▸ WHAT IS BEING ASKED: Pull out every line in the material below that contains the string "query", copying each line in full.

[Excerpts from a location annotation dataset]

##########

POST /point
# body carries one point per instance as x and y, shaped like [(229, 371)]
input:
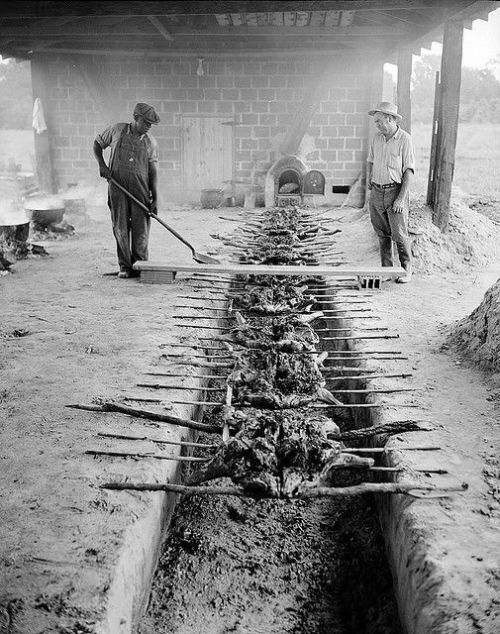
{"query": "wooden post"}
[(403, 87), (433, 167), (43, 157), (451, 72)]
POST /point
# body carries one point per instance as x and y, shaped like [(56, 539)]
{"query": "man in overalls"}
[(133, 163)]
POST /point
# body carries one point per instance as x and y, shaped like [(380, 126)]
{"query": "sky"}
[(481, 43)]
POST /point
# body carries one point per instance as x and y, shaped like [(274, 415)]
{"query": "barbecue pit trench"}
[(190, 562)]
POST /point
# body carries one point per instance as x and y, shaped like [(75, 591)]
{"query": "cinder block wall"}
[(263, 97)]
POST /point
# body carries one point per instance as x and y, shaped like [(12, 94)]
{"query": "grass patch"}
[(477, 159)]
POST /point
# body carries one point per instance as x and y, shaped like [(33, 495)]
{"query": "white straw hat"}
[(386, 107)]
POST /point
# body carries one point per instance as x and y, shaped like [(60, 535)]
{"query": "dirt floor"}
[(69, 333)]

##########

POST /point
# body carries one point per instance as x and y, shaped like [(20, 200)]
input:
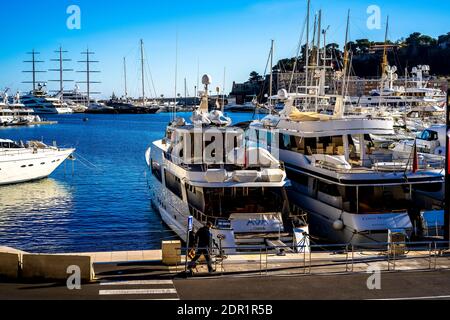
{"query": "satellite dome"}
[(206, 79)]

##########

▸ SOLUTION TO THE PROBLEM:
{"query": "wooden post"}
{"query": "man in overalls"}
{"query": "sky"}
{"query": "barbecue pit trench"}
{"query": "cinder block wall"}
{"query": "grass patch"}
{"query": "white straw hat"}
{"query": "dirt floor"}
{"query": "satellite dome"}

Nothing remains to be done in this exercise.